_Task directions_
Print each line of the listing once more, precisely as given.

==== Task data

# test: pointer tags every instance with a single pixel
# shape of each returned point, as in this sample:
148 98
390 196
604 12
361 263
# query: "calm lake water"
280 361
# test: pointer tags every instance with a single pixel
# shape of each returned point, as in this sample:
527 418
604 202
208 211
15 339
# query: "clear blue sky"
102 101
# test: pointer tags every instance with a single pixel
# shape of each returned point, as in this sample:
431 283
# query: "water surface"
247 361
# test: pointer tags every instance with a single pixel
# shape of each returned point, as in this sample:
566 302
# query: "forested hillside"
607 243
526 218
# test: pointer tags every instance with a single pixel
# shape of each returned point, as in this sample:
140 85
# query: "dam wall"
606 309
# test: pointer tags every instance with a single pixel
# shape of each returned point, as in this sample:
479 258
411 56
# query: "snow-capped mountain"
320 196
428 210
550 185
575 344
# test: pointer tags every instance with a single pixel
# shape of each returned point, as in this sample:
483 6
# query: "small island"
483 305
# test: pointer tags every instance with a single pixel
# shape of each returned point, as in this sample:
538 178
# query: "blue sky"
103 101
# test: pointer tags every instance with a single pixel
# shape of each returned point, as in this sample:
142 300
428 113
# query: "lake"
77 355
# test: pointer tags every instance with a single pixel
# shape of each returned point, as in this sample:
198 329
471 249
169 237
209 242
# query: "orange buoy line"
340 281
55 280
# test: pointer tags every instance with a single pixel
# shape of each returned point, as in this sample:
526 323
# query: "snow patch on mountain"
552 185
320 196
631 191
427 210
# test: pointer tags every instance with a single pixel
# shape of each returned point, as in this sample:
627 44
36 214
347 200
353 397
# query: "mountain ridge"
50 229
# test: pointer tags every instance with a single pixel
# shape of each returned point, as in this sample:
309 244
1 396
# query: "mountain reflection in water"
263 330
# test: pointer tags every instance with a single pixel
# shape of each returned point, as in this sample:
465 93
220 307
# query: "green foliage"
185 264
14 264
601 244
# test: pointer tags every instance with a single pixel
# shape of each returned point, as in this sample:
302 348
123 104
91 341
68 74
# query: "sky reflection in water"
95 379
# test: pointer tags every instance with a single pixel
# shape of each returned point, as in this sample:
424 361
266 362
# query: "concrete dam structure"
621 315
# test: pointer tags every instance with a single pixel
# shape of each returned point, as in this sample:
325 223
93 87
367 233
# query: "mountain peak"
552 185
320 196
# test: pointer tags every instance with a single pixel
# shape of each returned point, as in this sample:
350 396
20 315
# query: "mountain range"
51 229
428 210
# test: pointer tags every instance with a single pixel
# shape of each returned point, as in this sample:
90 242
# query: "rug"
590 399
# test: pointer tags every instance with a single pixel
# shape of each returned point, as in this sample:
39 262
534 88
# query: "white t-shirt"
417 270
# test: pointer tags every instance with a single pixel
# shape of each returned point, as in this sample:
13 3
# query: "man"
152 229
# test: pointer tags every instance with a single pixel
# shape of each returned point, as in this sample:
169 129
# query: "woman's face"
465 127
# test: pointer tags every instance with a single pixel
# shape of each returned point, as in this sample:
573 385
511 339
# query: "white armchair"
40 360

========

_Solution to this task_
# test: pointer tags every instance with a single pixel
# shape of each returned point, as in this sample:
148 98
390 196
604 12
361 263
# query: "calm lake water"
280 361
# test: pointer tags every instance with a single pixel
# shape of each returned point, as in this sample:
527 418
604 202
208 211
15 339
# query: "clear blue sky"
102 101
# test: pointer tags every instance with a single pixel
# shape of each returned point, as in this sample:
431 283
# query: "water surface"
247 361
# test: pointer tags every instance with a single pixel
# shape of each returned point, as in this sample:
566 302
# query: "forested hillside"
607 243
526 218
# test: pointer tags every instance with a single pixel
# shape of each returned point, as in this sample:
140 85
# query: "dam wall"
606 309
# test: pointer tags every instance with a single pixel
# shape of each returned point, as in this sample:
479 258
411 56
# query: "snow-capped mountain"
320 196
428 210
550 185
575 344
# test: pointer tags every instance with a single pixel
# shape of each returned point, as in this sample:
483 6
# query: "small island"
483 305
# test: pointer tags every instance with a single pixel
# shape of each returned point, as in this sample:
538 178
# query: "blue sky"
103 101
# test: pointer tags every instance with a single pixel
# shape of each returned point, as in this sample:
142 300
428 113
# query: "lake"
77 355
# test: pointer tags every instance with a single pixel
# shape of each returned point, as in this sample:
198 329
471 249
169 237
209 242
# query: "orange buoy line"
340 281
55 280
# test: pointer tags every instance with a single pixel
# shape of each returned point, as in this sample:
526 323
# query: "snow patch on mountain"
552 185
320 196
631 191
427 210
# test: pointer tags every instance with a single pixel
# shape of each returned point, as in this sample:
627 44
36 214
347 200
353 397
# query: "mountain ridge"
50 229
# test: pointer tags every instance with a single pixel
# shape of each returned point, as in this sample:
309 244
1 396
# query: "mountain reflection in water"
263 330
# test: pointer tags every instance with a single pixel
# shape of each returned point, as in this sample:
465 93
220 307
# query: "green foliage"
185 264
14 264
601 244
# test: pointer tags every instance with a single pixel
# shape of each returned point, as in this sample:
302 348
123 104
91 341
68 74
# query: "sky reflection in water"
95 379
# test: pointer tags every instance with a single pixel
# shape of each returned point, as in this sample:
424 361
266 362
# query: "concrete dam structure"
621 315
# test: pointer tags every instance with a single pixel
# shape of each returned point, as in this sample:
325 223
93 87
367 233
# query: "mountain peak"
552 185
320 196
# test: pointer tags every instance with a single pixel
# shape of each returned point, as in this sample:
350 396
20 315
# query: "mountain range"
51 229
428 210
# test: pointer tags every instance with a single pixel
# shape of each returned point, as in this sample:
90 242
# query: "rug"
590 399
# test: pointer tags every instance with a single pixel
# shape of each returned point, as in this sample:
39 262
534 88
# query: "white t-shirt"
417 270
# test: pointer tags every instance with a single pixel
# shape of each returned point, as in this sample:
13 3
# query: "man"
152 229
# test: pointer tags every instance with a single pixel
# shape of each returned point, as in this sample:
169 129
# query: "woman's face"
465 127
# test: pointer tags every instance with a single pixel
# shape of each returned point, as in this sample:
573 385
511 339
# query: "white armchair"
40 360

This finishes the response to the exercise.